## Supplied passage

▼

In fact, John’s expression here of them going into the world implies that they view themselves on a

This is the same language of the Lord’s great commission. Go into all the world and make disciples (Mark 16:15) . . . go and make disciples of all nations (Matthew 28:19).

Which means that these false teachers are equally passionate about their global disciple-making mission!

How fast was this? It didn’t take the devil long at all to prepare his ambassadors of error to try and deceive the world and distract and disunify the Body of Christ!

They’re already at it!

Mark Twain – not necessarily a good theologian – but he once made the correct observation that a lie can travel half-way around the world while truth is still putting on his shoes.

But just imagine the implications of this global mission – the Devil actually has his own twisted version of the great commission.

▲

## Requirement A
Answer these questions from the passage on false teachers.
(i) Which two Bible verses does it quote for the Lord's great commission?
(ii) Whose remark about a lie traveling around the world does it repeat?
(iii) According to that remark, what is truth still doing while the lie travels?
## Requirement B
Write the next few paragraphs of the passage on false teachers, keeping its preaching voice.

## Dataset excerpts on object pointing

▼

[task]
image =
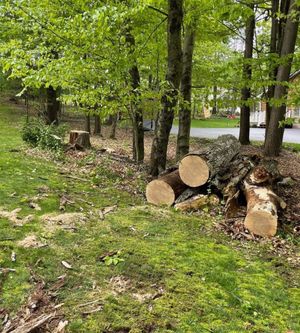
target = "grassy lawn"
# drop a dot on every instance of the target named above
(212, 123)
(173, 272)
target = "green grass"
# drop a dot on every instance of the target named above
(200, 280)
(212, 123)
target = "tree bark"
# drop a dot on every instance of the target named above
(247, 74)
(183, 137)
(52, 106)
(197, 167)
(274, 136)
(165, 190)
(97, 127)
(170, 98)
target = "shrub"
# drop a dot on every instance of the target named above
(49, 137)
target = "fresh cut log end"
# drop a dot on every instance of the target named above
(194, 171)
(261, 223)
(160, 193)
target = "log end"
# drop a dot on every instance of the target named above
(160, 193)
(261, 223)
(193, 171)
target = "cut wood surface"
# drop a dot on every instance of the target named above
(262, 203)
(165, 190)
(197, 167)
(80, 139)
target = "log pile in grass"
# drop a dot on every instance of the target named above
(220, 173)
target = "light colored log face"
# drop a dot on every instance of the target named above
(261, 223)
(159, 193)
(193, 170)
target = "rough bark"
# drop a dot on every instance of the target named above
(97, 126)
(165, 190)
(183, 137)
(80, 139)
(113, 127)
(262, 202)
(169, 100)
(136, 111)
(274, 136)
(87, 123)
(247, 74)
(52, 106)
(197, 167)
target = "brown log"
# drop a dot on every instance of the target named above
(80, 138)
(262, 203)
(197, 167)
(165, 190)
(197, 202)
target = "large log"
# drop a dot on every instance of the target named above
(80, 139)
(165, 190)
(262, 203)
(197, 167)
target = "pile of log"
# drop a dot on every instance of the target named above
(220, 173)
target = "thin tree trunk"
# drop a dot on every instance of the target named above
(215, 94)
(170, 98)
(52, 106)
(136, 111)
(247, 74)
(114, 119)
(97, 127)
(183, 137)
(273, 140)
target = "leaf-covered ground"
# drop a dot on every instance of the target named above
(135, 269)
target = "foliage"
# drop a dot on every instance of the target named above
(49, 137)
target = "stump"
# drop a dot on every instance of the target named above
(165, 190)
(80, 139)
(197, 167)
(262, 203)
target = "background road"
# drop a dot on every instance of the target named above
(291, 135)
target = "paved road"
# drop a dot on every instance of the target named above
(257, 134)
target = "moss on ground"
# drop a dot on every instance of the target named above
(171, 273)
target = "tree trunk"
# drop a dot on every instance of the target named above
(247, 74)
(97, 127)
(183, 137)
(215, 94)
(273, 140)
(170, 98)
(87, 124)
(114, 119)
(52, 106)
(165, 190)
(197, 167)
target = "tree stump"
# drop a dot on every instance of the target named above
(262, 203)
(165, 190)
(80, 139)
(197, 167)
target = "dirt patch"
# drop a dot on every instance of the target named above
(14, 218)
(31, 242)
(66, 221)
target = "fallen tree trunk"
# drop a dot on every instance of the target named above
(262, 203)
(165, 190)
(80, 139)
(197, 167)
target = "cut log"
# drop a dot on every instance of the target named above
(165, 190)
(262, 203)
(197, 167)
(197, 202)
(80, 138)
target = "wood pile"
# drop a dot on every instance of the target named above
(220, 173)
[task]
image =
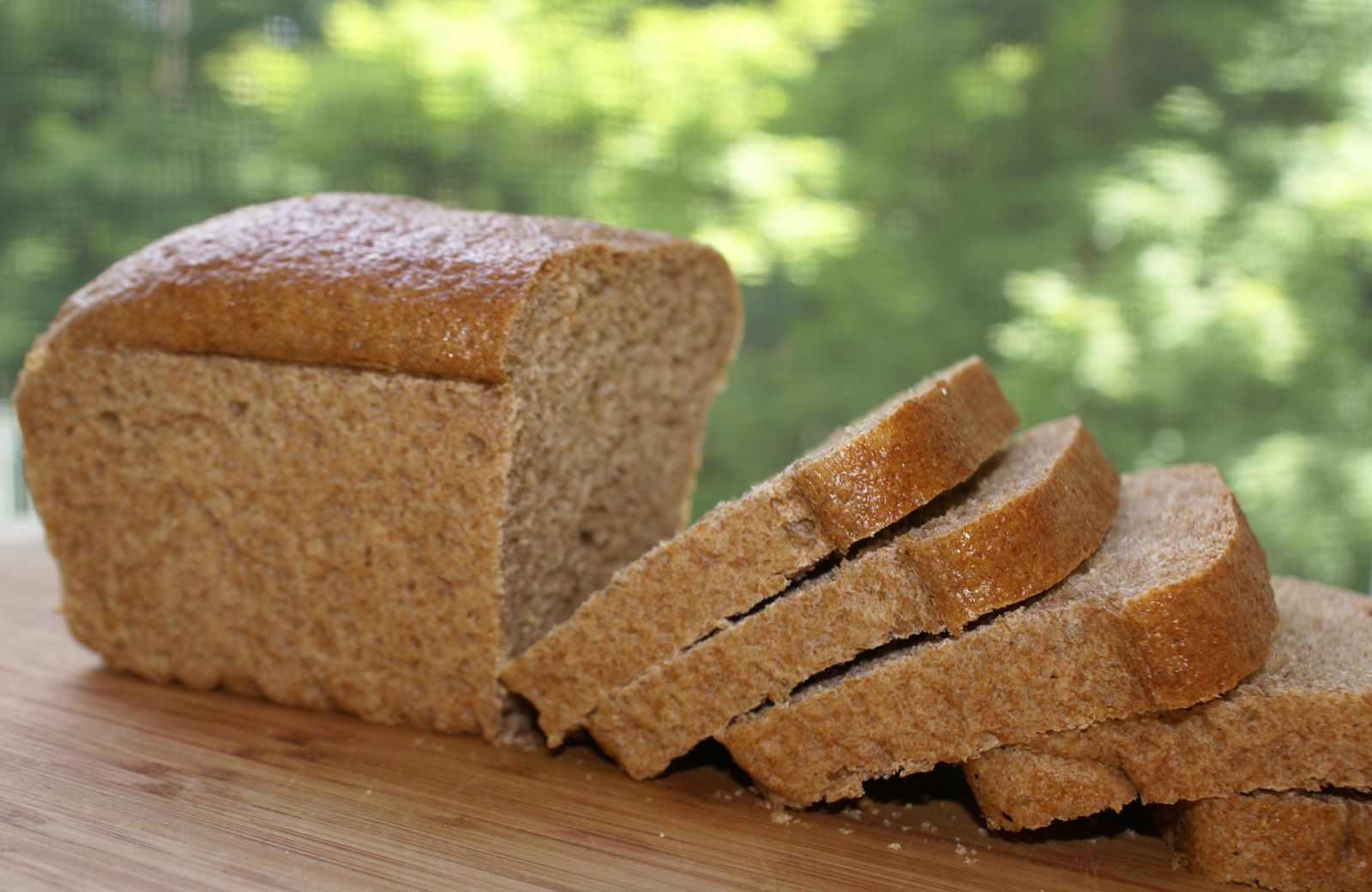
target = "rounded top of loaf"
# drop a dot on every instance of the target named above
(358, 280)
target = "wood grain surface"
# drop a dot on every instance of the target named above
(113, 782)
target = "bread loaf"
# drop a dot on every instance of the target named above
(1022, 523)
(357, 450)
(1283, 841)
(1303, 720)
(1175, 608)
(745, 551)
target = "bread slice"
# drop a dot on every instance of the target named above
(356, 450)
(1301, 722)
(1286, 841)
(1176, 607)
(1022, 523)
(864, 479)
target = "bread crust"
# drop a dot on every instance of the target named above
(516, 404)
(1285, 841)
(1022, 526)
(895, 460)
(1283, 727)
(1072, 658)
(370, 281)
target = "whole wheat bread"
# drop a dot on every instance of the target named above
(354, 450)
(741, 552)
(1303, 720)
(1285, 841)
(1175, 608)
(1022, 523)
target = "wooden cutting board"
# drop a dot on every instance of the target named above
(117, 784)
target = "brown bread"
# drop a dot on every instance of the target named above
(1175, 608)
(1303, 720)
(356, 450)
(862, 480)
(1285, 841)
(1022, 523)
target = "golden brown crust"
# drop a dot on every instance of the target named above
(1017, 528)
(748, 549)
(1303, 720)
(1070, 658)
(923, 448)
(1285, 841)
(356, 280)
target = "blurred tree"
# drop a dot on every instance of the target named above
(1152, 214)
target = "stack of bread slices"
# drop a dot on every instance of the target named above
(926, 588)
(370, 453)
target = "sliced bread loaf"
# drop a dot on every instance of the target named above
(354, 450)
(1175, 608)
(864, 479)
(1285, 841)
(1301, 722)
(1022, 523)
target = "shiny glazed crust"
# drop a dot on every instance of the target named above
(1020, 526)
(1079, 655)
(372, 281)
(1301, 722)
(1283, 841)
(868, 477)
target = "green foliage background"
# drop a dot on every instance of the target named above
(1154, 214)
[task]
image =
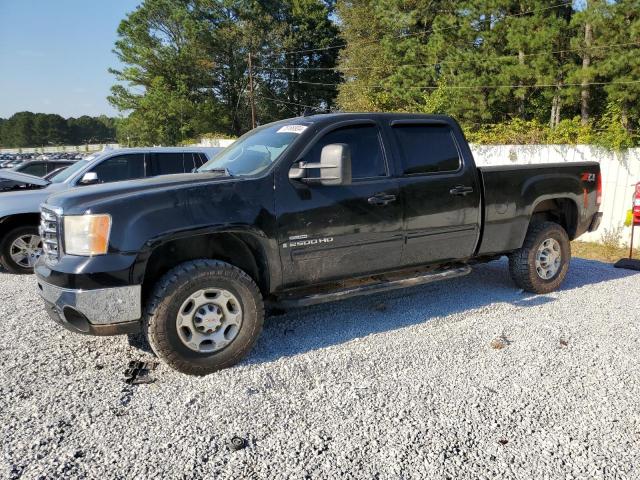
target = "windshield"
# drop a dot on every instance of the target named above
(255, 151)
(68, 172)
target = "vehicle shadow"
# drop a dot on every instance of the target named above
(311, 328)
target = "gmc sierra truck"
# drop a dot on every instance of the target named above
(20, 244)
(297, 212)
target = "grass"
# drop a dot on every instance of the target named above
(603, 253)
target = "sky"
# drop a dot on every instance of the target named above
(54, 55)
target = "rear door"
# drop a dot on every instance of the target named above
(334, 232)
(439, 192)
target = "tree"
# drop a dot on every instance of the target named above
(624, 66)
(193, 55)
(26, 129)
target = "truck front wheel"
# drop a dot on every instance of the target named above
(541, 265)
(203, 316)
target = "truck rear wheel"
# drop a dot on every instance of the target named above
(203, 316)
(20, 249)
(541, 265)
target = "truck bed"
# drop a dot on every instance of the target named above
(512, 193)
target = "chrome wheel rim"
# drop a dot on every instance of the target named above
(26, 250)
(209, 320)
(548, 258)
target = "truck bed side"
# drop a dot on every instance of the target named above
(512, 194)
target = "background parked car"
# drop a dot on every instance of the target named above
(37, 168)
(20, 244)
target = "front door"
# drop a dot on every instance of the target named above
(335, 232)
(439, 192)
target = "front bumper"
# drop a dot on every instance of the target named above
(103, 311)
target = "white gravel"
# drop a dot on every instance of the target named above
(405, 385)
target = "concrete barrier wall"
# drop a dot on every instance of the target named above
(620, 171)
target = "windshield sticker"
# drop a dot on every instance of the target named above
(292, 129)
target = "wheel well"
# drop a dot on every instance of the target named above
(21, 220)
(562, 211)
(240, 250)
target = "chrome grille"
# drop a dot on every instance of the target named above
(50, 233)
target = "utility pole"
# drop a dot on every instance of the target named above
(253, 106)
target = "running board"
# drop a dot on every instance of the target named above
(378, 287)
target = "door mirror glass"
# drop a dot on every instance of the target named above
(334, 166)
(89, 178)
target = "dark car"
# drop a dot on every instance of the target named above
(297, 212)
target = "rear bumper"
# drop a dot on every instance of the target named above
(104, 311)
(595, 221)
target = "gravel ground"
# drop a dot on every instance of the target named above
(469, 378)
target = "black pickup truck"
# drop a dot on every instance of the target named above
(298, 212)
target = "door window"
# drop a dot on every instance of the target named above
(367, 158)
(121, 167)
(427, 148)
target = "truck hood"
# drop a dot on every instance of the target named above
(82, 199)
(23, 178)
(26, 201)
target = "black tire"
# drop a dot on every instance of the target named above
(522, 262)
(5, 257)
(174, 288)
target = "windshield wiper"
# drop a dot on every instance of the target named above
(222, 171)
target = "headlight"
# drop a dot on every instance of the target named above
(86, 235)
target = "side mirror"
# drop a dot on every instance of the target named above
(334, 166)
(89, 178)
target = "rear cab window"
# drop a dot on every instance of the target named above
(121, 167)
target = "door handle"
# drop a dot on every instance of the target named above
(381, 199)
(461, 190)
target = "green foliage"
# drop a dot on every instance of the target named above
(186, 65)
(27, 129)
(608, 132)
(505, 69)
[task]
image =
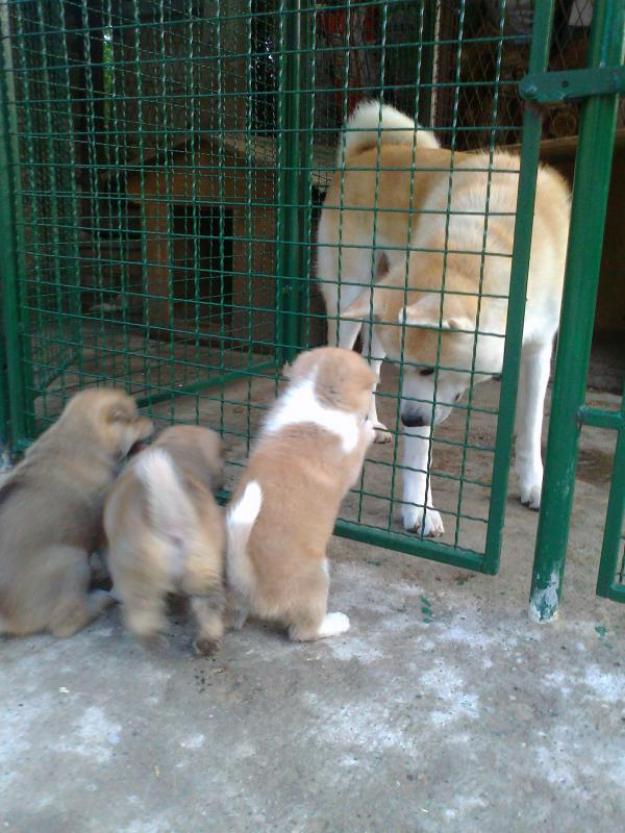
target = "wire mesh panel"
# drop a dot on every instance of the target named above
(183, 206)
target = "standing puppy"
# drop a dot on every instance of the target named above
(166, 533)
(51, 514)
(282, 514)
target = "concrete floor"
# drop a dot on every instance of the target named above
(443, 709)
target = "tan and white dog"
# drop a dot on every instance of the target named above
(444, 223)
(309, 453)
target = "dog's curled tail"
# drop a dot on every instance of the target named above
(240, 519)
(372, 121)
(169, 507)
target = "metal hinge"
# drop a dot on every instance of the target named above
(551, 87)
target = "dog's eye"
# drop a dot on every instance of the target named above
(118, 415)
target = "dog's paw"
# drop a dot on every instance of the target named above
(334, 624)
(205, 647)
(428, 522)
(530, 496)
(382, 434)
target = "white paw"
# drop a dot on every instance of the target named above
(333, 624)
(530, 495)
(531, 483)
(417, 520)
(382, 434)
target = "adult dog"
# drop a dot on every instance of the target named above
(443, 222)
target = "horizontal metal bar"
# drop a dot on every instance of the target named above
(598, 418)
(412, 545)
(551, 87)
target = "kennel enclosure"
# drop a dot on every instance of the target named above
(163, 164)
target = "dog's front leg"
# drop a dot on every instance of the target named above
(418, 512)
(536, 364)
(372, 350)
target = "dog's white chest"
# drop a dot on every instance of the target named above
(299, 406)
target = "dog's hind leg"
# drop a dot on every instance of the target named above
(536, 365)
(75, 607)
(209, 614)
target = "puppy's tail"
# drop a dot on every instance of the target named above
(171, 512)
(240, 520)
(373, 122)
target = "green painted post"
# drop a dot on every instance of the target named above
(9, 305)
(288, 261)
(590, 195)
(532, 124)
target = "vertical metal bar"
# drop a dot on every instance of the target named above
(288, 259)
(9, 220)
(532, 123)
(429, 11)
(591, 187)
(614, 516)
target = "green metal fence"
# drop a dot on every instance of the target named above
(164, 164)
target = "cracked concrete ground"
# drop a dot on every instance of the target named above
(443, 709)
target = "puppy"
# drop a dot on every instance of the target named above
(51, 514)
(310, 452)
(166, 534)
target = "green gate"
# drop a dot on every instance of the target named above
(163, 165)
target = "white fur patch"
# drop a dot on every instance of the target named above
(333, 624)
(299, 405)
(246, 510)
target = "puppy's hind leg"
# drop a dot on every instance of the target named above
(309, 620)
(209, 614)
(76, 607)
(237, 610)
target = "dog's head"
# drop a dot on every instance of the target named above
(342, 379)
(106, 417)
(435, 338)
(201, 448)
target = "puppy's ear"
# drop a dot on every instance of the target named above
(117, 412)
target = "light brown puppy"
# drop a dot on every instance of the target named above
(51, 514)
(166, 533)
(310, 452)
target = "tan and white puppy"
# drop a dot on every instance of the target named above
(309, 454)
(51, 514)
(166, 534)
(445, 223)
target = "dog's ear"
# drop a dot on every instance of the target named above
(367, 306)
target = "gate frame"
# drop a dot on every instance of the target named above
(593, 168)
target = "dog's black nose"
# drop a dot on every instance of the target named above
(413, 420)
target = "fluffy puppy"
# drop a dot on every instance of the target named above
(309, 453)
(51, 514)
(166, 534)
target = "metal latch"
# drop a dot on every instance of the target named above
(569, 85)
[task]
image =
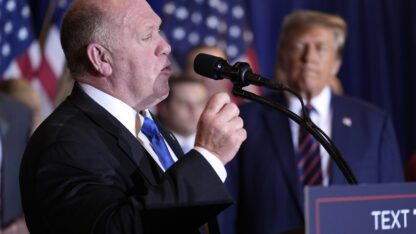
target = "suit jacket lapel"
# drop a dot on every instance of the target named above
(278, 126)
(126, 141)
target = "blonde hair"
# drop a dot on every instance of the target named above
(302, 19)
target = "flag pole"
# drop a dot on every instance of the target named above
(46, 23)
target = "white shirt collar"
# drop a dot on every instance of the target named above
(321, 103)
(120, 110)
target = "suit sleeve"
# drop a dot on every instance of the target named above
(79, 192)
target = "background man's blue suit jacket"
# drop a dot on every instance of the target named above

▲

## Response A
(i) Mark 16:15 and Matthew 28:19
(ii) Mark Twain's
(iii) Putting on his shoes

## Response B
The commission of Jesus to His disciples was to go out into the world and tell the truth; the commission of the Devil to his disciples is to go out into the world and tell lies.

As passionately and strategically as you can desire to make disciples for the kingdom of Light, false teachers are just as strategic about making disciples for the Kingdom of Darkness.

They are deceivers;

They are disciple makers;

3. Third, they are deniers.

For many deceivers have gone out into the world, those who do not acknowledge Jesus Christ as coming in the flesh . . .

With that, John arrives at the core of their error. And this, beloved, is the main issue to keep in mind.

You don’t need to be an expert in all the false religions of the world, although learning more of what they believe will help you expose them to biblical truths they deny.

But what you do need to remember is that false teachers and false teaching is fundamentally attempting to sell another Jesus, not the Jesus defined & described in the Bible, which is why they’ve usually got something additional for you to read. “The Bible’s nice . . . but here, read this.”

They aren’t going to verbally come out and tell you to throw your Bible away.

I had a couple of people on my doorstep the other day and their opening line was, “We’d like to interest you in reading the Bible.” I said, “You know, I’ve always wanted to be that interested.”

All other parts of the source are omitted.